[DATA SECTION start]
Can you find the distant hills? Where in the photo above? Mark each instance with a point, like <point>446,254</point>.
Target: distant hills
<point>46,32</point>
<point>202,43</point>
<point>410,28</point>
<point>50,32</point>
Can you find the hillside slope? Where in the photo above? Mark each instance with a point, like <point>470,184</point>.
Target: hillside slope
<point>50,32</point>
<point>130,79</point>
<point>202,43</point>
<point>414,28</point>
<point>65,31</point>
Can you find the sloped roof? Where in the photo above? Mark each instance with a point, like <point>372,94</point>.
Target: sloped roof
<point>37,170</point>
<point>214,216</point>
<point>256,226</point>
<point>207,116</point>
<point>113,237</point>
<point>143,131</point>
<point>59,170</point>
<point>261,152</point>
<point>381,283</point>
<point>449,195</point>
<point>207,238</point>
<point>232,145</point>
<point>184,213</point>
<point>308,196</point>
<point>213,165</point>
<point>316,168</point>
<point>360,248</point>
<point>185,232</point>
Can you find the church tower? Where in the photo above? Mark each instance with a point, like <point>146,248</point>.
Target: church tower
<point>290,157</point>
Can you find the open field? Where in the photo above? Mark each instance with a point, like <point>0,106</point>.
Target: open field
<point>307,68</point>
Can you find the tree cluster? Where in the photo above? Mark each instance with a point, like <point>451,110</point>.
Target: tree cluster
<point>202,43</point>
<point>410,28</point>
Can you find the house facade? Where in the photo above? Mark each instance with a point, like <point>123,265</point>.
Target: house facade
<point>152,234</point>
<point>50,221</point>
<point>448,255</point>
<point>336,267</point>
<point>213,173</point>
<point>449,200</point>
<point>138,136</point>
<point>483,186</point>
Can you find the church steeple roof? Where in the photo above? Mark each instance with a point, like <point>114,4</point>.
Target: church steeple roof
[DATA SECTION end]
* _REQUEST_
Retype these records line for line, keeping every word, number, and mark unchanged.

* _EXERCISE OUTPUT_
Can you find the distant hills? Where in the photo above? Mark each instance with a point, like <point>446,254</point>.
Target: distant hills
<point>46,32</point>
<point>202,43</point>
<point>410,28</point>
<point>50,32</point>
Can you find the hillside slope? Where in the photo above? Mark each instance with a point, like <point>470,184</point>.
Target: hillside slope
<point>50,32</point>
<point>130,79</point>
<point>202,43</point>
<point>414,28</point>
<point>65,31</point>
Can you find the sloped roof? Where in the photo above? Mark each instance with a point, like <point>372,94</point>.
Target: sloped roof
<point>37,170</point>
<point>214,216</point>
<point>256,226</point>
<point>207,116</point>
<point>113,237</point>
<point>143,131</point>
<point>59,170</point>
<point>261,152</point>
<point>381,283</point>
<point>449,195</point>
<point>207,238</point>
<point>232,145</point>
<point>184,213</point>
<point>308,196</point>
<point>213,165</point>
<point>316,168</point>
<point>360,248</point>
<point>185,232</point>
Can you find the church tower? Where in the photo above? Mark each instance with a point, like <point>146,248</point>.
Target: church tower
<point>290,157</point>
Can you find the open field? Where in the photo above? Mark each instance with a point, like <point>0,106</point>.
Target: open field
<point>307,68</point>
Can you find the tree cluster? Where in the photo above? Mark each instance with a point, like <point>451,110</point>.
Target: tree cluster
<point>202,43</point>
<point>410,28</point>
Can you find the house facade? Where in the photo above? Mark each instance with a point, like <point>123,265</point>.
Target: house facade
<point>152,234</point>
<point>50,221</point>
<point>448,255</point>
<point>336,267</point>
<point>213,173</point>
<point>449,200</point>
<point>138,136</point>
<point>483,186</point>
Can you find the church steeple roof? Where in the photo above? Mark each instance with a point, like <point>114,4</point>.
Target: church steeple roof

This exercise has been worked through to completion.